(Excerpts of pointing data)

________________

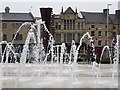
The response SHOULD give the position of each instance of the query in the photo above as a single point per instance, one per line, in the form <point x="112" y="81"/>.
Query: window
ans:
<point x="18" y="36"/>
<point x="73" y="24"/>
<point x="57" y="26"/>
<point x="99" y="42"/>
<point x="68" y="24"/>
<point x="58" y="38"/>
<point x="92" y="33"/>
<point x="92" y="26"/>
<point x="4" y="37"/>
<point x="16" y="25"/>
<point x="105" y="26"/>
<point x="99" y="33"/>
<point x="106" y="43"/>
<point x="4" y="25"/>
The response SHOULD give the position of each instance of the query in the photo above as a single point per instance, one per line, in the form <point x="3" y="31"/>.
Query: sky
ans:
<point x="81" y="5"/>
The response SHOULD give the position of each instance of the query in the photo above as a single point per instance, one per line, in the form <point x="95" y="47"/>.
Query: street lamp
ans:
<point x="0" y="38"/>
<point x="108" y="22"/>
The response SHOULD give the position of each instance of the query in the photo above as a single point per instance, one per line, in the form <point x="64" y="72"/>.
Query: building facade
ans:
<point x="10" y="24"/>
<point x="68" y="26"/>
<point x="96" y="25"/>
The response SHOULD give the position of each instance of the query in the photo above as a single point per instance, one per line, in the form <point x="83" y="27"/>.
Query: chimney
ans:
<point x="105" y="11"/>
<point x="7" y="9"/>
<point x="117" y="12"/>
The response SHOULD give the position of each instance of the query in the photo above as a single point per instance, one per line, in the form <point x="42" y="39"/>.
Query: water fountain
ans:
<point x="37" y="69"/>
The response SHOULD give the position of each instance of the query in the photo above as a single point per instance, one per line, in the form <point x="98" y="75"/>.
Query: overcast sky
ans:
<point x="34" y="5"/>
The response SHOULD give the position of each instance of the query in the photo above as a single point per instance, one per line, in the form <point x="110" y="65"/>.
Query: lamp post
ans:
<point x="108" y="23"/>
<point x="0" y="38"/>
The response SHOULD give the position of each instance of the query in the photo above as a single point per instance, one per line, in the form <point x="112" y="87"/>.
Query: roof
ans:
<point x="69" y="10"/>
<point x="17" y="17"/>
<point x="92" y="17"/>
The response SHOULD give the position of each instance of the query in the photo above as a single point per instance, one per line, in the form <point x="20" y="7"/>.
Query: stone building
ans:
<point x="96" y="25"/>
<point x="10" y="24"/>
<point x="68" y="26"/>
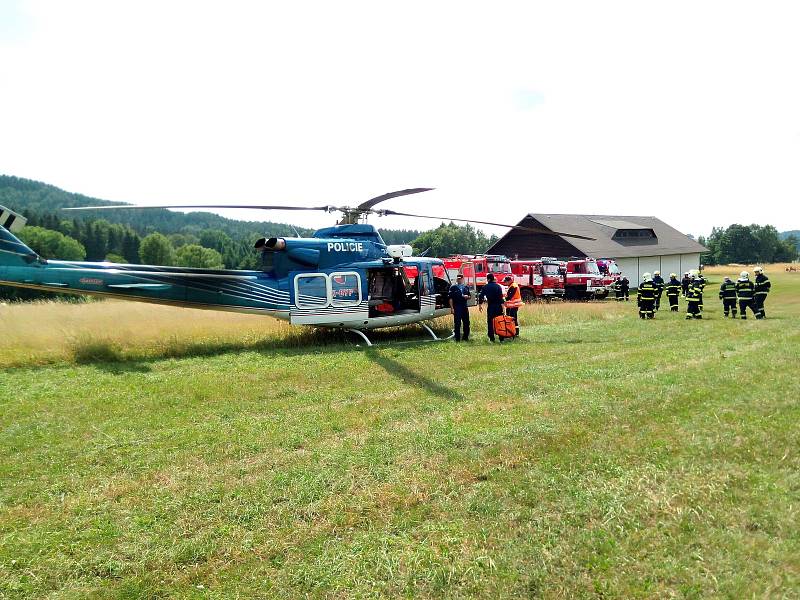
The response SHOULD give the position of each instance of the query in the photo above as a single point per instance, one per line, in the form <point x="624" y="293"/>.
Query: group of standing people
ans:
<point x="749" y="295"/>
<point x="497" y="303"/>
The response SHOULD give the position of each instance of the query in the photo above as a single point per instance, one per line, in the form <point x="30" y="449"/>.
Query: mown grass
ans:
<point x="600" y="456"/>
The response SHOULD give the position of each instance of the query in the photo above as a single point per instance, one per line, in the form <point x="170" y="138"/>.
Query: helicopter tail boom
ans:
<point x="14" y="253"/>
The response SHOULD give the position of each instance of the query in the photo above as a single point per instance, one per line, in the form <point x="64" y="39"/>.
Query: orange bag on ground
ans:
<point x="504" y="326"/>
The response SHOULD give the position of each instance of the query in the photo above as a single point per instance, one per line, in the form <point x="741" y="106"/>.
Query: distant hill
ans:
<point x="795" y="232"/>
<point x="36" y="198"/>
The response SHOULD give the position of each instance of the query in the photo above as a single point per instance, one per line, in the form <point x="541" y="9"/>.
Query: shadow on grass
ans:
<point x="112" y="357"/>
<point x="409" y="377"/>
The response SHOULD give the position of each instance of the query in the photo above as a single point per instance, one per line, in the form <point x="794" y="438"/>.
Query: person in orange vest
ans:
<point x="513" y="300"/>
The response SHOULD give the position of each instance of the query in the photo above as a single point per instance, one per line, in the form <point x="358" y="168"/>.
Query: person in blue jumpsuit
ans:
<point x="492" y="293"/>
<point x="459" y="294"/>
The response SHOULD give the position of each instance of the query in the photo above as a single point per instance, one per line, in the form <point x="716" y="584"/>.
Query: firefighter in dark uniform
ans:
<point x="673" y="288"/>
<point x="624" y="288"/>
<point x="459" y="294"/>
<point x="693" y="298"/>
<point x="658" y="281"/>
<point x="727" y="293"/>
<point x="493" y="295"/>
<point x="646" y="297"/>
<point x="744" y="292"/>
<point x="513" y="300"/>
<point x="702" y="281"/>
<point x="762" y="289"/>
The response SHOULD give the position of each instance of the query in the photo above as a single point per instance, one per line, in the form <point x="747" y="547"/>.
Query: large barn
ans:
<point x="638" y="244"/>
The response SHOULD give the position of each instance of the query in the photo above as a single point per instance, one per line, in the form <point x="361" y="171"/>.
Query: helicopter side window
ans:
<point x="311" y="291"/>
<point x="345" y="289"/>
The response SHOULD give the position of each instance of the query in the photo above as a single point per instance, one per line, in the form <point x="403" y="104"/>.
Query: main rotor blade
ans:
<point x="257" y="207"/>
<point x="520" y="227"/>
<point x="377" y="199"/>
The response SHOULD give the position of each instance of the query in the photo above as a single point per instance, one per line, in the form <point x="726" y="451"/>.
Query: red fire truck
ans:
<point x="583" y="280"/>
<point x="477" y="266"/>
<point x="609" y="270"/>
<point x="538" y="279"/>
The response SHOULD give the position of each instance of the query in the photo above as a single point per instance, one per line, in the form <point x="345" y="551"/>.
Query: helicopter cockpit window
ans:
<point x="311" y="291"/>
<point x="345" y="289"/>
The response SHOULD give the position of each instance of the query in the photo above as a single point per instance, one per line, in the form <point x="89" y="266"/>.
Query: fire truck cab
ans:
<point x="609" y="270"/>
<point x="583" y="280"/>
<point x="476" y="266"/>
<point x="538" y="279"/>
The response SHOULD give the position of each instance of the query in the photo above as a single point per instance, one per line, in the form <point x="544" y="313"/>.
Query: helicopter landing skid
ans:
<point x="423" y="325"/>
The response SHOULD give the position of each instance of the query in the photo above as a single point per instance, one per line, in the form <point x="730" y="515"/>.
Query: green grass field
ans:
<point x="599" y="456"/>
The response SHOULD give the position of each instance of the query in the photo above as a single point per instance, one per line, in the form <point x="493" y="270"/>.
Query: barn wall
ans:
<point x="689" y="261"/>
<point x="629" y="268"/>
<point x="671" y="264"/>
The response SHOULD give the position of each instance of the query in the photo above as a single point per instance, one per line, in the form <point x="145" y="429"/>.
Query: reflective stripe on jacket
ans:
<point x="727" y="290"/>
<point x="744" y="289"/>
<point x="647" y="291"/>
<point x="762" y="284"/>
<point x="514" y="297"/>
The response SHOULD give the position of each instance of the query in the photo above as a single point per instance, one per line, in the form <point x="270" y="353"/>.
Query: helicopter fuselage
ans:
<point x="343" y="277"/>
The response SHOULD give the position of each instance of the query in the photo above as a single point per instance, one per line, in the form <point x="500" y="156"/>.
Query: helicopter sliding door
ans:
<point x="327" y="298"/>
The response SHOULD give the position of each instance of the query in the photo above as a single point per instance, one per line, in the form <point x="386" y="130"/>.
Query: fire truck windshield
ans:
<point x="550" y="269"/>
<point x="500" y="267"/>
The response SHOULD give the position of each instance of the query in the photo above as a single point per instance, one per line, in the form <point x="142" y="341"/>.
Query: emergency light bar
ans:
<point x="400" y="250"/>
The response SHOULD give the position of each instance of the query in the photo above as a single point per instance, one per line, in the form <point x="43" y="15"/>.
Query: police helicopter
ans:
<point x="343" y="277"/>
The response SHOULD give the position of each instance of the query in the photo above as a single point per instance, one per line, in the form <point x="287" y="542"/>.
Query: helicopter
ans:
<point x="342" y="277"/>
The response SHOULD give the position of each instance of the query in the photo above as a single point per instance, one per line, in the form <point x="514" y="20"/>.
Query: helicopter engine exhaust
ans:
<point x="273" y="244"/>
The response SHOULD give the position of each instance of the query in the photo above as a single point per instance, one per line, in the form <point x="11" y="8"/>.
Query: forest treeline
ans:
<point x="748" y="244"/>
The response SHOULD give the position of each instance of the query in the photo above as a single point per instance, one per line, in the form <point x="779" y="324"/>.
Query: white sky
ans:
<point x="689" y="111"/>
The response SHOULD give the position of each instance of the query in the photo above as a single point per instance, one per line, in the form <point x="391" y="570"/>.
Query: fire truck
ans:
<point x="609" y="270"/>
<point x="583" y="280"/>
<point x="477" y="266"/>
<point x="538" y="279"/>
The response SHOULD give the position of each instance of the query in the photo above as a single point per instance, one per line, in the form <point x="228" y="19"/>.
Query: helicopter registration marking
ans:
<point x="345" y="246"/>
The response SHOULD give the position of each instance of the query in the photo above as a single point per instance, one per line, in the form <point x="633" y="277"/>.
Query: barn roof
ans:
<point x="614" y="236"/>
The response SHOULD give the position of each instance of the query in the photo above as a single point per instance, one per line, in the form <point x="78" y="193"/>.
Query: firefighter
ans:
<point x="617" y="287"/>
<point x="493" y="295"/>
<point x="646" y="297"/>
<point x="658" y="281"/>
<point x="693" y="298"/>
<point x="513" y="300"/>
<point x="744" y="292"/>
<point x="701" y="281"/>
<point x="762" y="288"/>
<point x="727" y="293"/>
<point x="624" y="288"/>
<point x="458" y="295"/>
<point x="673" y="288"/>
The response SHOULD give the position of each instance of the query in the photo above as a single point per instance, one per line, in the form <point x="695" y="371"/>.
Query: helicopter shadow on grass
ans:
<point x="114" y="359"/>
<point x="409" y="377"/>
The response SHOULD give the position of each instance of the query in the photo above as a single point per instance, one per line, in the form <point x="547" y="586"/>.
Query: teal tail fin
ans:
<point x="12" y="251"/>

________________

**TASK TO CARRY OUT**
Which lines in the rows above contain the word "orange"? Locate each one and copy it out in full.

**TASK RESULT**
Query: orange bag on ground
Query: person in orange vest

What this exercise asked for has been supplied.